Texto fornecido =>

É gente que nenhum conhecimento tem de Deus, nem ídolos fazem tudo quanto lhes dizem. Trabalhei por tirar em sua língua as orações e algumas práticas de nosso Senhor, e nem posso achar língua que m’o saiba dizer, porque são eles tão brutos que nem vocabulário tem. (MOREAU, 2003, p.113).

De acordo com essa descrição, a construção da imagem que o europeu construiu do

nativo como indivíduo sem fé e sem religião, o que justificou o intuito das missões em salvar

aquela gente e através, dos ensinamentos religiosos, fazer com que eles incorporassem o

Cristianismo e, consequentemente se salvassem. Esse foi o pano de fundo para justificar a

criação das Missões, reduções e dominação.

Vale ressaltar que os indígenas adotaram a passividade como forma de silenciamento,

usufruíram de boa parte da cultura europeia, porém usando de disfarces como a invisibilidade

de suas práticas e a passividade de algumas ações como estratégia para poder manterem sua

cultura. Por isso, muitos fugiram e cruzaram os sertões em busca de refúgios, se instalaram em

lugares altos para fugir da ameaça forte do colonizador e preservar seus traços culturais. Um

exemplo é o ritual do Toré que se manteve até os dias de hoje. Nessa ótica, principalmente no

Nordeste brasileiro, elaboraram várias formas de sobrevivência política, econômica e cultural

e entre elas a do silenciamento e da invisibilidade, pois de acordo com Silva Junior. A perspectiva da invisibilidade correspondia a não deixar evidenciar a pertença a um grupo étnico, para não sofrer, ou minimizar, perseguições em nível local. Ela foi uma retração aparente dos índios, ou seja, um recuo estratégico ao enfrentamento aberto com a sociedade envolvente. Esta invisibilidade pode ser interpretada como sendo aparente, circunstancial e momentânea, pois a elaboração e utilização dessa estratégia consideravam, além as diferenças formas de relacionamento dos índios com a sociedade envolvente, os distintos momentos desta relação. (SILVA JUNIOR 2007, p.19).

(Registros de identificação de posição)
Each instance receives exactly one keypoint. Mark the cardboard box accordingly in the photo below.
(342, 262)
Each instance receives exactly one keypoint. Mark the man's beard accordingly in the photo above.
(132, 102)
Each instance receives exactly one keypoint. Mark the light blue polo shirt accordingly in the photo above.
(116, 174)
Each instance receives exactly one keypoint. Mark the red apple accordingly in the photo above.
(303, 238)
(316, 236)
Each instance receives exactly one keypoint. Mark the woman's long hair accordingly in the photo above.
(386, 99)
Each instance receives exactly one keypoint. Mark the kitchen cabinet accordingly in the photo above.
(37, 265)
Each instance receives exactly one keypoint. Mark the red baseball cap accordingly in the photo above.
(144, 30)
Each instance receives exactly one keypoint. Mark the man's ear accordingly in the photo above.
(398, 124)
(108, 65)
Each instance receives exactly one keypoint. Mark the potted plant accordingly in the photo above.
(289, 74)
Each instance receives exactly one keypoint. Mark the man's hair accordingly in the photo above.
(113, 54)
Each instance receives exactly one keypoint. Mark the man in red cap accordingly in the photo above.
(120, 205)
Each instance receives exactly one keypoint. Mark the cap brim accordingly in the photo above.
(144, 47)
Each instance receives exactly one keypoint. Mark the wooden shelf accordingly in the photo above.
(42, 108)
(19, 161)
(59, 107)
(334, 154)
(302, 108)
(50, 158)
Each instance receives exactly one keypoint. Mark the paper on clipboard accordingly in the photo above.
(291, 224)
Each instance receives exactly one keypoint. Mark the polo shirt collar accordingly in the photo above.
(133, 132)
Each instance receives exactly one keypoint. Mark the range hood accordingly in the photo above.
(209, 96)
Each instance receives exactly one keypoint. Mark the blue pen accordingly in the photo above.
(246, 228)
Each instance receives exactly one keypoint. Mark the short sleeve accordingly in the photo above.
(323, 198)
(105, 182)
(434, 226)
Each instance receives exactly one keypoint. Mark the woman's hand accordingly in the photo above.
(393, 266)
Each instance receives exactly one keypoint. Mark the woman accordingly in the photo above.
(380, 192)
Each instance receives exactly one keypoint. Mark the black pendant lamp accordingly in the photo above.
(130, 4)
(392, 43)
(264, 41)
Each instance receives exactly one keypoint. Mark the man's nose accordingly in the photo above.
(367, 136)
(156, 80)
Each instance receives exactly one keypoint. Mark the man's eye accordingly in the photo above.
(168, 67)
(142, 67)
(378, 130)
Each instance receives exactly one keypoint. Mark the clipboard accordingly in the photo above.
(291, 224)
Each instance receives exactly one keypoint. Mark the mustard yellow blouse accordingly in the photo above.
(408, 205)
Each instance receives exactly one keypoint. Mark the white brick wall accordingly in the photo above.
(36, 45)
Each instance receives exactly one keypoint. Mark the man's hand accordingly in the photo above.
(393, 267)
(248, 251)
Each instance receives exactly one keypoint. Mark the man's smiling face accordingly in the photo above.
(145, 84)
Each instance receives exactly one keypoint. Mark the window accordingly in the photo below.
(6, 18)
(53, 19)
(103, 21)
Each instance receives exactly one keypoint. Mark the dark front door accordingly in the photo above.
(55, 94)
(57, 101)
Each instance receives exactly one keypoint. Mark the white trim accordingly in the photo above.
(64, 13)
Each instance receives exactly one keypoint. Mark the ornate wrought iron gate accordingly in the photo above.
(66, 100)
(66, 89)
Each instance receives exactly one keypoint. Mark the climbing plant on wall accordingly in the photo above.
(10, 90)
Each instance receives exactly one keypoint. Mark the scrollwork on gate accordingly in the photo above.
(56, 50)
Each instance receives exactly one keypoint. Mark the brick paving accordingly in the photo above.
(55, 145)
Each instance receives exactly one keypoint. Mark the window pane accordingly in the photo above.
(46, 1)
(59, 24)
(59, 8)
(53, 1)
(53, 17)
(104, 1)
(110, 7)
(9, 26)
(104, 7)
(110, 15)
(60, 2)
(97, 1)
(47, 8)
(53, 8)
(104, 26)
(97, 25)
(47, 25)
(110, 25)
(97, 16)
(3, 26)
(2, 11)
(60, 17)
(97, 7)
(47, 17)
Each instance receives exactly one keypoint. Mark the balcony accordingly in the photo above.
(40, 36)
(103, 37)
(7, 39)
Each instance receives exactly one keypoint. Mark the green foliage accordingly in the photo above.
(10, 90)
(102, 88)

Requisito A => No texto sobre os indígenas e as missões, qual ritual aparece como exemplo de prática que se manteve até os dias de hoje?
Requisito B => Retome o texto sobre os indígenas e as missões a partir do ponto em que ele termina.

Resposta A => O ritual do Toré.

Resposta B =>
Neste contexto, a ideia de invisibilidade era tida como estratégia para permanecer e

sobreviver em seus locais de origem, vivendo e esboçando um relacionamento superficial com

a sociedade do seu entorno, de modo que essa invisibilidade lhe assegurasse as condições

necessárias para aguardar o momento de ressurgir e poder reafirmar sua identidade.

A atual presença do Toré em Palmeira dos Índios-AL, Município que abriga o povo

Xukuru-Kariri, é um exemplo vivo do uso do silenciamento.Pois esse povo, mesmo reprimido

pelo ‘homem branco’, continuou, mesmo que às escondidas, praticando seus rituais e

transmitindo-o às novas gerações, de modo que tal prática não ficasse esquecida. De acordo

com Silva Junior.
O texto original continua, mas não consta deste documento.